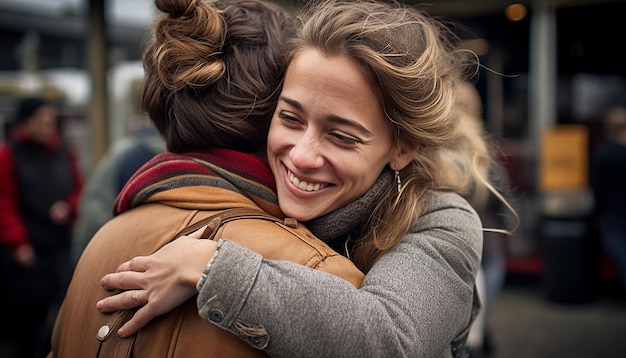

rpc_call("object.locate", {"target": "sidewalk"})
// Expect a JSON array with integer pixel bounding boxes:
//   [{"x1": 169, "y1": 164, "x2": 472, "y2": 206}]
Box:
[{"x1": 489, "y1": 277, "x2": 626, "y2": 358}]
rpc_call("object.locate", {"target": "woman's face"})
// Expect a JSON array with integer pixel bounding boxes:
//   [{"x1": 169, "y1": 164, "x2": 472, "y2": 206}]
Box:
[{"x1": 267, "y1": 48, "x2": 408, "y2": 221}]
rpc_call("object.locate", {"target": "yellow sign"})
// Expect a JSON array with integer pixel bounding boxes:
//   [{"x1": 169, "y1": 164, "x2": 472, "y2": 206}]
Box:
[{"x1": 539, "y1": 124, "x2": 589, "y2": 192}]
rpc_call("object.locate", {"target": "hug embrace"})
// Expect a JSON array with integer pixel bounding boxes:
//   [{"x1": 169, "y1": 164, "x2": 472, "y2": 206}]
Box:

§ Short task: Render every line of the records above as a Markdown table with the columns "No." and "Text". Number the rows in order, skip blank lines, and leave out the pictures.

§ Solved problem:
| No. | Text |
|---|---|
| 1 | rpc_call("object.locate", {"target": "sidewalk"}) |
| 2 | // Expect a JSON array with integer pixel bounding boxes: |
| 3 | //   [{"x1": 169, "y1": 164, "x2": 472, "y2": 206}] |
| 4 | Box: |
| 5 | [{"x1": 489, "y1": 277, "x2": 626, "y2": 358}] |
| 6 | rpc_call("object.locate", {"target": "woman's face"}) |
| 7 | // Expect a JSON array with integer pixel bounding boxes: |
| 8 | //   [{"x1": 169, "y1": 164, "x2": 472, "y2": 206}] |
| 9 | Box: |
| 10 | [{"x1": 267, "y1": 48, "x2": 408, "y2": 221}] |
| 11 | rpc_call("object.locate", {"target": "yellow sign"}) |
| 12 | // Expect a JSON array with integer pixel bounding boxes: |
| 13 | //   [{"x1": 169, "y1": 164, "x2": 472, "y2": 206}] |
| 14 | Box: |
| 15 | [{"x1": 539, "y1": 124, "x2": 589, "y2": 192}] |
| 16 | rpc_call("object.locate", {"target": "hug embrace"}) |
| 17 | // Expect a JSON array with integer pixel bounding boxes: |
| 18 | //   [{"x1": 169, "y1": 164, "x2": 472, "y2": 206}] |
| 19 | Box: |